▶ Work instructions
Print all of the lines exactly. Any picture among them stays out.
= = =
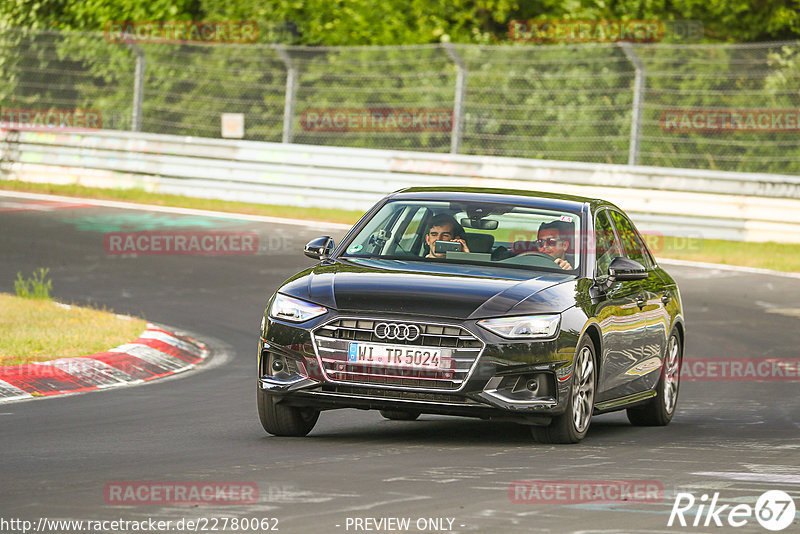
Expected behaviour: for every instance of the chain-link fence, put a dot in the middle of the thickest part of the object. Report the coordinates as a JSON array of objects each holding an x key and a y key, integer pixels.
[{"x": 725, "y": 107}]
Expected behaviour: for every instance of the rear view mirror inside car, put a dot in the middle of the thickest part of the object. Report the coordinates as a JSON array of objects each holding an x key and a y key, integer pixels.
[{"x": 479, "y": 224}]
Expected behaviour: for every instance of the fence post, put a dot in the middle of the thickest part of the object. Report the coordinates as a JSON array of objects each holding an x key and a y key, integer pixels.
[
  {"x": 291, "y": 93},
  {"x": 638, "y": 102},
  {"x": 138, "y": 87},
  {"x": 458, "y": 102}
]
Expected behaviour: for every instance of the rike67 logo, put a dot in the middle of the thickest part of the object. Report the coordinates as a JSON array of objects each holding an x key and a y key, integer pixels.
[{"x": 774, "y": 510}]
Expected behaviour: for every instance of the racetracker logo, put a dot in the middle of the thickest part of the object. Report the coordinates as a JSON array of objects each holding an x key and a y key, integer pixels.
[
  {"x": 585, "y": 31},
  {"x": 181, "y": 31},
  {"x": 180, "y": 493},
  {"x": 547, "y": 31},
  {"x": 724, "y": 369},
  {"x": 583, "y": 491},
  {"x": 730, "y": 120},
  {"x": 52, "y": 119},
  {"x": 182, "y": 243},
  {"x": 376, "y": 120}
]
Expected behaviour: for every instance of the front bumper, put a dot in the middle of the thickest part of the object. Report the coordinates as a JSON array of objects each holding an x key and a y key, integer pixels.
[{"x": 523, "y": 381}]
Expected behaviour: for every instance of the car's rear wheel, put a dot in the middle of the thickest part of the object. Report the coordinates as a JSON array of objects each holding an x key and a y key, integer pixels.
[
  {"x": 659, "y": 410},
  {"x": 280, "y": 420},
  {"x": 400, "y": 415},
  {"x": 573, "y": 424}
]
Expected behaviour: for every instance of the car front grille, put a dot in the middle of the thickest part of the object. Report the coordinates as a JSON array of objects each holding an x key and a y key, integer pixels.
[{"x": 458, "y": 347}]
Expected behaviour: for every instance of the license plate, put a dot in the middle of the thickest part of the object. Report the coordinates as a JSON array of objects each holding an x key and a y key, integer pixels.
[{"x": 397, "y": 356}]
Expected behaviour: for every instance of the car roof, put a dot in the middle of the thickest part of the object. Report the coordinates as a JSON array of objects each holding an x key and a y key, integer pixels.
[{"x": 504, "y": 196}]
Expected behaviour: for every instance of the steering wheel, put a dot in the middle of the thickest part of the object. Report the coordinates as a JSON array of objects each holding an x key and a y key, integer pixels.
[{"x": 541, "y": 254}]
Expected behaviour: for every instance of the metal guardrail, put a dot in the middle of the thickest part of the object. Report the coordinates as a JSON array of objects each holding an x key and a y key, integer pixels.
[{"x": 723, "y": 205}]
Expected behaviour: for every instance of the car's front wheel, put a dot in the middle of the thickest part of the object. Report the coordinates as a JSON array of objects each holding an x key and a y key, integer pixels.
[
  {"x": 280, "y": 420},
  {"x": 400, "y": 415},
  {"x": 573, "y": 424},
  {"x": 659, "y": 410}
]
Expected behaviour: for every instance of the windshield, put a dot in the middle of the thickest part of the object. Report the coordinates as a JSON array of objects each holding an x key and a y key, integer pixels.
[{"x": 501, "y": 235}]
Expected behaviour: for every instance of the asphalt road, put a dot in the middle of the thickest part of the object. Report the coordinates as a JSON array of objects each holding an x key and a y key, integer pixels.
[{"x": 737, "y": 438}]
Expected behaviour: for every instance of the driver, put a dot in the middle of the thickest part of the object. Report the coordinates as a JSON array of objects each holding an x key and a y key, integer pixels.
[
  {"x": 554, "y": 239},
  {"x": 444, "y": 227}
]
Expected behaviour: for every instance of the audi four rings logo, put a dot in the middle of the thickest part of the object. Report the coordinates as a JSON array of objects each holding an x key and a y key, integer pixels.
[{"x": 407, "y": 332}]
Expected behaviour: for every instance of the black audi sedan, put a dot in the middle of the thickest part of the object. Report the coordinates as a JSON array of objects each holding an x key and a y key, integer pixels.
[{"x": 537, "y": 308}]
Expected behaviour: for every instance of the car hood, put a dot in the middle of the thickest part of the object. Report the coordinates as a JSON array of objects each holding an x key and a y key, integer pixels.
[{"x": 441, "y": 290}]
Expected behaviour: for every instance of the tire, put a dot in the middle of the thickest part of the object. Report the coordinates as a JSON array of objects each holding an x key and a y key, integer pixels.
[
  {"x": 400, "y": 415},
  {"x": 281, "y": 420},
  {"x": 659, "y": 410},
  {"x": 573, "y": 424}
]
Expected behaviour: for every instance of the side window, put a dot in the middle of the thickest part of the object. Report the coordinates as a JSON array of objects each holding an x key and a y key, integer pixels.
[
  {"x": 631, "y": 240},
  {"x": 607, "y": 247}
]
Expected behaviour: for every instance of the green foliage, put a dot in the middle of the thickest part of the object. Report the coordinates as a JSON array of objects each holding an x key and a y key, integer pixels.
[
  {"x": 35, "y": 287},
  {"x": 389, "y": 22}
]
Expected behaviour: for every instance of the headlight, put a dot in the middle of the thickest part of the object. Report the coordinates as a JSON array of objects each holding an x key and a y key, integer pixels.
[
  {"x": 295, "y": 310},
  {"x": 525, "y": 327}
]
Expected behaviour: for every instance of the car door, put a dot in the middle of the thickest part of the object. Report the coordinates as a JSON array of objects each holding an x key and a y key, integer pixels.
[
  {"x": 621, "y": 320},
  {"x": 650, "y": 299}
]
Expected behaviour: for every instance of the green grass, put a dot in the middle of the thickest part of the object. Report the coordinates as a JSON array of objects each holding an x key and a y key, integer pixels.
[
  {"x": 37, "y": 330},
  {"x": 768, "y": 255},
  {"x": 143, "y": 197}
]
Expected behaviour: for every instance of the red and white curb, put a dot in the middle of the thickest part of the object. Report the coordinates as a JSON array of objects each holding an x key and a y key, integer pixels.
[{"x": 154, "y": 354}]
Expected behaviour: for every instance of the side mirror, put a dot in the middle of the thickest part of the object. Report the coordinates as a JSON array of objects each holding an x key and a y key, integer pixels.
[
  {"x": 319, "y": 248},
  {"x": 626, "y": 269}
]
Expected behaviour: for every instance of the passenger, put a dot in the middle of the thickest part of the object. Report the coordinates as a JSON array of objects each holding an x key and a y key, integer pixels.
[
  {"x": 554, "y": 239},
  {"x": 444, "y": 227}
]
= = =
▶ Response to this exercise
Expected behaviour: for every instance of the chain-link fence, put a dot in the middle of the thickest part of the object. Report the coordinates as a JSON array of objects each holding an x key and a y key, integer pixels.
[{"x": 725, "y": 107}]
Expected behaviour: for every instance of the rear view mirror inside car, put a dot in the middle of the thickest part of the object. Report the coordinates as a JSON array of objects each holding an x key and a y key, integer pixels.
[{"x": 479, "y": 224}]
Expected behaviour: for every instance of the fence post, put a dot in the middle of the thickest part of the object. Report the coordinates as a JSON array of objects each holding an x key and a y key, integer pixels.
[
  {"x": 291, "y": 93},
  {"x": 638, "y": 102},
  {"x": 138, "y": 87},
  {"x": 458, "y": 102}
]
Expected behaviour: for every instance of the rike67 logo, put a dot in the middle of the thickest part of the object. Report the coordinates as a JSON array of objects each holding an x key and a y key, integer pixels.
[{"x": 774, "y": 510}]
Expected behaviour: for every instance of the racetracker logo, put a dot in the middle of the thickest part of the object. Report the coordinates as a JSON array of objects each holding an x key and a y key, integer pixels.
[
  {"x": 585, "y": 31},
  {"x": 181, "y": 31},
  {"x": 180, "y": 493},
  {"x": 547, "y": 31},
  {"x": 724, "y": 369},
  {"x": 583, "y": 491},
  {"x": 730, "y": 120},
  {"x": 52, "y": 119},
  {"x": 182, "y": 243},
  {"x": 376, "y": 120}
]
Expected behaviour: for every instance of the front bumper, put a dot in the middle of the thickest part of the object. Report the coordinates as a JSON array of objects each holding an x key and a y key, integer pixels.
[{"x": 523, "y": 381}]
Expected behaviour: for every instance of the car's rear wheel, put a dot in the middle of the thickest part of the object. Report the coordinates as a JSON array of objects each holding an x key and a y key, integer pixels.
[
  {"x": 659, "y": 410},
  {"x": 280, "y": 420},
  {"x": 400, "y": 415},
  {"x": 573, "y": 424}
]
Expected behaviour: for every instance of the car front grille, put a dot in the middle of the thickest part of the object. Report the coordinates as a JSON array of objects each holding an x key and a y key, integer pixels.
[{"x": 458, "y": 347}]
Expected behaviour: for every instance of the license plate, put a dot in the middle of the thickest part of the object. Report the coordinates as a JSON array of objects each holding an x key and a y key, integer pixels.
[{"x": 397, "y": 356}]
Expected behaviour: for every instance of the car roof, put a dot in the middle of the thickest part of the object. Report the coordinates as a JSON array of objects each holding an x key and a y key, integer pixels.
[{"x": 504, "y": 196}]
Expected behaviour: for every instance of the steering wheel, put a dot in the middle of the thickest part of the object. Report the coordinates as a JSON array of objects each holding an x key and a y key, integer pixels.
[{"x": 541, "y": 254}]
Expected behaviour: for every instance of the metal guardrail, put a dot in the middle of the thickest part of the object. Report the coordinates as a JSON array of objects each holding an x key and a y key, integer pixels.
[{"x": 723, "y": 205}]
Expected behaviour: for every instance of the car's front wheel, put a dot in the middle of the thickest part of the object. Report the coordinates as a JSON array of objects each holding an x key and a y key, integer pixels.
[
  {"x": 280, "y": 420},
  {"x": 400, "y": 415},
  {"x": 573, "y": 424},
  {"x": 659, "y": 410}
]
Expected behaviour: for every instance of the windshield, put a dot in the middle of the thickest part of the object. Report the coordinates as a JSON array of objects each holding an x key and a y key, integer pixels.
[{"x": 501, "y": 235}]
Expected behaviour: for every instance of the asphalt road, put a dot in the middle of the thickest part of the object. Report the coordinates as a JSON array of objects each holding an x key and a y key, integer pixels.
[{"x": 737, "y": 438}]
Expected behaviour: for every instance of the driver, put a dot in the middle of the thickest part of the object. Report the coordinates as a JSON array of objects each holding an x key and a y key, integer pixels.
[
  {"x": 554, "y": 239},
  {"x": 444, "y": 227}
]
Expected behaviour: for every instance of the audi four rings logo, put a dot in the middle of the thickest part of the object. Report the coordinates as a JSON array of objects each holding an x key and a y key, integer pixels.
[{"x": 407, "y": 332}]
Expected behaviour: for every instance of the black audi sedan, put a dot in the middle of the thickest part of the object. Report the coordinates as a JSON array of objects each holding an x key and a y key, integer pixels.
[{"x": 537, "y": 308}]
Expected behaviour: for every instance of the car hood, put a dot in the middle of the thickest part of the object. Report the coordinates as a JSON array of objects each holding an x key and a y key, integer pixels.
[{"x": 441, "y": 290}]
Expected behaviour: for every instance of the tire, put a dot in the middle of the thickest part of the object. Report the coordinates as a JSON array of objects each holding an x key and a y key, integer pixels.
[
  {"x": 400, "y": 415},
  {"x": 281, "y": 420},
  {"x": 659, "y": 410},
  {"x": 573, "y": 424}
]
Expected behaviour: for every instance of the side window, put a dot in the middle of the thickest part of the object. Report the coordinates as a JSON array of objects each holding an x key and a y key, integer pixels.
[
  {"x": 631, "y": 240},
  {"x": 607, "y": 247}
]
Expected behaviour: for every instance of the green foliage, put a dot in the middle of the thickest part of the object. Report the coordinates as a JSON array of objects each holding an x key and a y key, integer pixels.
[
  {"x": 35, "y": 287},
  {"x": 389, "y": 22}
]
Expected behaviour: for every instance of the headlight, put a dot in the middle of the thickest part of the object. Report the coordinates as a JSON array of objects each holding an x key and a y key, integer pixels.
[
  {"x": 295, "y": 310},
  {"x": 525, "y": 327}
]
Expected behaviour: for every instance of the car door, put a dot in the middle of the thickest part of the object. Report the coordinates as a JSON array of objects each holding an x key and a y key, integer pixels.
[
  {"x": 621, "y": 320},
  {"x": 650, "y": 299}
]
Expected behaviour: for every instance of the green grass, put a dot in the middle of the thickest part of the object. Report the coordinates as a JSON array of objects each holding an x key and a y key, integer pixels.
[
  {"x": 37, "y": 330},
  {"x": 768, "y": 255},
  {"x": 143, "y": 197}
]
Expected behaviour: for every instance of the red and white curb, put a dot in the middle of the thickest part of the object. Report the coordinates as a JSON array of objects each holding an x key and a y key, integer pixels.
[{"x": 154, "y": 354}]
Expected behaviour: for every instance of the side mirror, put a dot in the middle of the thickest part of the object. Report the coordinates as a JSON array of objects each holding an x key and a y key, integer pixels.
[
  {"x": 319, "y": 248},
  {"x": 626, "y": 269}
]
Expected behaviour: for every instance of the passenger, put a dot in the middle of the thickest part of the object. Report the coordinates as a JSON array of objects each holding an x key and a y key, integer pixels.
[
  {"x": 554, "y": 239},
  {"x": 444, "y": 227}
]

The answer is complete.